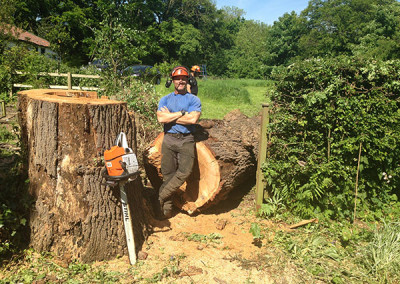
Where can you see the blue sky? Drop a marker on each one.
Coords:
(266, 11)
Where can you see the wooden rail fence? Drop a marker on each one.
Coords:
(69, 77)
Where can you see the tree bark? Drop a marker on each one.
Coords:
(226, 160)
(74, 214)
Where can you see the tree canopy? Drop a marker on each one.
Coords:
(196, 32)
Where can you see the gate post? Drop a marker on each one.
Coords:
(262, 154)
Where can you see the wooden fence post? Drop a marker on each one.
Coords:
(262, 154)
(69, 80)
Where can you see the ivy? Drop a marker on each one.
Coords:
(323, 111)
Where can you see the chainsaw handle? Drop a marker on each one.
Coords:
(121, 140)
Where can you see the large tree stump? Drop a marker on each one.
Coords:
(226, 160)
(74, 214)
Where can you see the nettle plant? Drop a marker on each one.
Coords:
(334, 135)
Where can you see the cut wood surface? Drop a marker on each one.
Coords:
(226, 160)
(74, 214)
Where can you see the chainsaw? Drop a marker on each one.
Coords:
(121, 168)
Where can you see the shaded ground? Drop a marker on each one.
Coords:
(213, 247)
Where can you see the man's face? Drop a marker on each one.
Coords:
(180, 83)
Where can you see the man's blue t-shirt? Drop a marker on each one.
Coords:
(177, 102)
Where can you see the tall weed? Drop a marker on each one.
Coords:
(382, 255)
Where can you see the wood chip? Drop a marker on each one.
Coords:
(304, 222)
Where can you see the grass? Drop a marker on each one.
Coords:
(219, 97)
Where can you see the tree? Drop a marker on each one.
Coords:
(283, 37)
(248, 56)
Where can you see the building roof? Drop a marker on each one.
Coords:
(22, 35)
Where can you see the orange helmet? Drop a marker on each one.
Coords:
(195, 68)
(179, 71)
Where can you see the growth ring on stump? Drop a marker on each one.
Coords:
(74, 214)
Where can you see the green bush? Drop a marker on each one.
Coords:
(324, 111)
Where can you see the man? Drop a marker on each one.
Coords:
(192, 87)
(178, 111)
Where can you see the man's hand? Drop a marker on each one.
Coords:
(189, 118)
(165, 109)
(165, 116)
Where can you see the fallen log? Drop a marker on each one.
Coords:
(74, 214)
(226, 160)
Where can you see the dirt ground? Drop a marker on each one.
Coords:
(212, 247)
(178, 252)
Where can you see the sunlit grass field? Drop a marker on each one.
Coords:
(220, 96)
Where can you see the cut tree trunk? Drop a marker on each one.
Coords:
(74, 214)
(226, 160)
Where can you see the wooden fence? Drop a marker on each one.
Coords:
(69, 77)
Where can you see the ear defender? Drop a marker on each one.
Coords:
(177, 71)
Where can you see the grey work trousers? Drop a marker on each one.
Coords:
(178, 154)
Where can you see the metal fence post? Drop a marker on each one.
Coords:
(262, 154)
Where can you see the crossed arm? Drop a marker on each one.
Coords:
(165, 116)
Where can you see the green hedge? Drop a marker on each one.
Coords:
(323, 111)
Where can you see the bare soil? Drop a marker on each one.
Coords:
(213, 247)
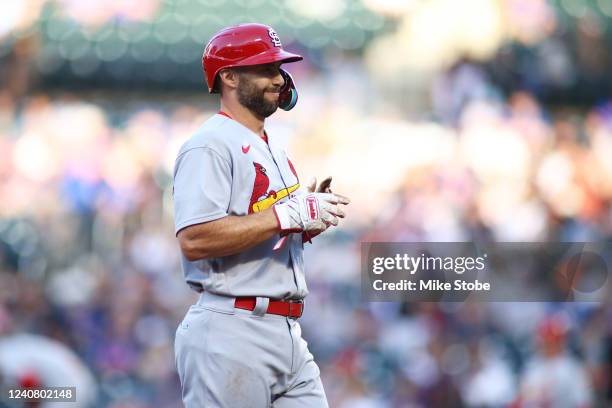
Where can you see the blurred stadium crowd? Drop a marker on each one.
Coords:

● **EXERCISE PROMPT**: Everything above should be given again exactly, apart from the pictures.

● **ANSWER AREA**:
Where can you see the blue sky? Drop a marker on each one.
Coords:
(266, 11)
Where can you see the wooden rail fence? Drop a marker on each one.
Coords:
(69, 77)
Where can you see the tree bark? Drop a marker on each one.
Coords:
(226, 160)
(74, 214)
Where can you see the tree canopy? Drop a marker on each one.
Coords:
(196, 32)
Where can you see the gate post? Drop a marker on each one.
Coords:
(262, 154)
Where can you see the wooden fence post? Drop a marker on each one.
Coords:
(262, 154)
(69, 80)
Where can you see the ivy? Drop a marker on each one.
Coords:
(323, 111)
Where can you see the chainsaw handle? Drop a marker on each one.
Coords:
(121, 140)
Where can you see the large tree stump? Drop a marker on each one.
Coords:
(226, 160)
(74, 214)
Where can you see the nettle plant? Drop a marker on each one.
Coords:
(334, 135)
Where can you see the cut wood surface? Drop a marker on each one.
Coords:
(226, 160)
(74, 214)
Where can you see the chainsaw? Drop a marker on each one.
Coords:
(121, 168)
Where can you see the shaded ground? Drop a marker on each one.
Coords:
(213, 247)
Where can you see the man's face? Drop a marker on each one.
Coords:
(180, 83)
Where can you see the man's blue t-shirt? Drop a marker on each one.
Coords:
(177, 102)
Where can you see the tall weed? Drop a marker on each one.
Coords:
(382, 255)
Where can you see the wood chip? Drop a marker on each one.
Coords:
(304, 222)
Where can you see the grass? Drop a marker on each one.
Coords:
(219, 97)
Where can you see the tree? Drop a marker on each one.
Coords:
(283, 37)
(248, 56)
Where can you see the building roof? Drop a marker on each one.
Coords:
(22, 35)
Where can you see the orange helmet? Drop a marker on each one.
Coords:
(195, 68)
(179, 71)
Where can you see the growth ring on stump? Drop a marker on each one.
Coords:
(74, 214)
Where can you see the green bush? Drop a marker on each one.
Coords:
(324, 111)
Where can you see the man? Drop a marker on each one.
Coords:
(192, 87)
(178, 111)
Where can you see the man's hand? Drop a marker on each one.
Coords:
(189, 118)
(165, 109)
(165, 116)
Where can you see the fallen log? Drop a marker on each one.
Coords:
(74, 214)
(226, 160)
Where can you see the dirt ground? Drop a marker on each one.
Coords:
(212, 247)
(178, 252)
Where can you see the sunlit grass field? Drop a marker on each one.
Coords:
(220, 96)
Where can you see the cut tree trunk? Drop a marker on each one.
Coords:
(74, 214)
(226, 160)
Where can you see the wooden fence? Drop a marker on each one.
Coords:
(69, 77)
Where can you see the ear defender? Drop a marker on each one.
Coords:
(177, 71)
Where can you see the grey work trousers? Drop a marker on each one.
Coords:
(178, 154)
Where can you see the metal fence post? Drop a marker on each one.
Coords:
(262, 154)
Where can you see the crossed arm? Drop a marker on each one.
Coords:
(165, 116)
Where can you see the green hedge? Drop a marker on each one.
Coords:
(323, 111)
Where can you see the bare soil? Drop a marker on each one.
Coords:
(213, 247)
Where can you see the blurred stadium crowd? Drop a marker on each one.
Coords:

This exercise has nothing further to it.